--- Start Rows ---
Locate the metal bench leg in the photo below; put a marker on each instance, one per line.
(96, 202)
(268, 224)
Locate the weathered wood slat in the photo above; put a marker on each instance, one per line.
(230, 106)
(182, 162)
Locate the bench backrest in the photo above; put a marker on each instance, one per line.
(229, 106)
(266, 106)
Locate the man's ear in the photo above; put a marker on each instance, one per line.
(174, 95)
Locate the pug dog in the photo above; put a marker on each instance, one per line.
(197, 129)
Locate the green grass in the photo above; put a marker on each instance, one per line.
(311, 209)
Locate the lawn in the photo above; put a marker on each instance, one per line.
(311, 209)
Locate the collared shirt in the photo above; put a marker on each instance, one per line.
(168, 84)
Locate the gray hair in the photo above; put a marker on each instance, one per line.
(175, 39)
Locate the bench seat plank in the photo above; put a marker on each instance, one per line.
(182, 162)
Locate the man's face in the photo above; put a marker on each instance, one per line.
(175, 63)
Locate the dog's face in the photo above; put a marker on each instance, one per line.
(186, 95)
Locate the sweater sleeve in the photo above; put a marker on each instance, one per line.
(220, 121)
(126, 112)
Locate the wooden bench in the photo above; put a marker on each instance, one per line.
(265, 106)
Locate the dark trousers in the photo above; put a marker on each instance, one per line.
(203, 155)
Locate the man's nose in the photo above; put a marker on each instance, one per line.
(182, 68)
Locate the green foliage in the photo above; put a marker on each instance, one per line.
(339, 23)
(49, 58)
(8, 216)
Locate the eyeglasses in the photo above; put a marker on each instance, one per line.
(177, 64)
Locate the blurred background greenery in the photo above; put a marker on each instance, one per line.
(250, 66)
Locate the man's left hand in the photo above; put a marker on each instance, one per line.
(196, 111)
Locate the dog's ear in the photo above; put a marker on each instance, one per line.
--- End Rows ---
What you have to do.
Rewrite the data as a numbered list, beginning with the line containing "Locate the dog's face" and ending with the final line of the data, both included, and omitting any blank lines.

Result of the exercise.
1. Locate the dog's face in the photo above; put a marker on each instance, one per line.
2. (186, 95)
3. Locate the sweater sleeve in the photo above; put a marker on each instance, one per line.
4. (220, 121)
5. (126, 112)
6. Locate the wooden bench in the photo above; put a marker on each instance, one per line.
7. (265, 106)
8. Locate the dark trousers in the photo above; put a marker on each instance, one per line.
9. (203, 155)
10. Locate the man's nose in the photo above; put a marker on each instance, one per line.
11. (182, 68)
12. Locate the green foliage in the photo above; put a marker on each instance, one per line.
13. (339, 23)
14. (49, 58)
15. (8, 216)
16. Locate the eyeglasses in the photo above; put a marker on each instance, one per line.
17. (177, 64)
18. Locate the blurred background greenery in the photo above; put a marker on each instance, one per line.
19. (250, 66)
20. Locate the man's left hand in the photo above; put a marker on each instance, one per line.
21. (196, 111)
22. Locate the dog's ear in the photo above; put a marker on each instance, one per line.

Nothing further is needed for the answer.